## Direction:
Rewrite the entries below, putting "pier post" in place of every "dock piling" and leaving everything else as it stands.

## Entries supplied:
=-=-=-=-=
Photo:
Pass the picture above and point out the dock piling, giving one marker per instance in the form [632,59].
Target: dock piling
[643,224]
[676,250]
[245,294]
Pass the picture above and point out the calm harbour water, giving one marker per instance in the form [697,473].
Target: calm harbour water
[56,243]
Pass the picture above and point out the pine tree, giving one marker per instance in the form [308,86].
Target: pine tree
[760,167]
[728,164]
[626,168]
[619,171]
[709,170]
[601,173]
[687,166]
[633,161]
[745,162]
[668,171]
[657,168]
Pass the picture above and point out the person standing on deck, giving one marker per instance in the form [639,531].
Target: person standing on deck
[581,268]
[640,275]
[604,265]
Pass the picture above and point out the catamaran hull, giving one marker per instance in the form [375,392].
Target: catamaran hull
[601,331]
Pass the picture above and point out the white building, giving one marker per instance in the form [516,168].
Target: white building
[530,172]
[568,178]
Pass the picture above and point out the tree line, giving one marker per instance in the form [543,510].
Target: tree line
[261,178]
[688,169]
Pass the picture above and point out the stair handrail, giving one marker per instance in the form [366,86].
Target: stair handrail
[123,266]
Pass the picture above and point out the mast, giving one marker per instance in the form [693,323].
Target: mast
=-=-=-=-=
## Exercise output:
Photo:
Pass the picture above and point out the pier post, giving one marker per instance in the form [632,59].
Target: pier post
[643,224]
[676,250]
[245,294]
Pass the picture above and point out the calm harbour water, giving one marker per instance in the form [697,473].
Target: calm harbour water
[56,243]
Pass the picture above and point out the pine tree, giving one marker per instance in the form [308,86].
Target: pine tree
[760,167]
[728,164]
[626,168]
[619,171]
[709,170]
[601,173]
[687,166]
[633,161]
[745,162]
[668,171]
[657,168]
Pass the picture above and point out the person standing on deck, giving one marker per instance in the form [639,531].
Target: person standing on deck
[581,268]
[640,275]
[604,265]
Pass the picture above and point out the catamaran hull, giving one marker per instance in the form [375,392].
Target: catamaran hull
[601,331]
Pass the picture above and point out the white building, giving one marker per instance in the form [516,168].
Target: white building
[530,172]
[568,178]
Pass the picture above and point out the tree line, giving one marker per instance in the form [543,510].
Target: tree line
[261,178]
[688,169]
Pass the picture above and point out the stair handrail, giving one marker per instance in the form [366,86].
Target: stair handrail
[123,266]
Pass the picture above and point out the mast, giving one marker per instance in the form [693,323].
Target: mast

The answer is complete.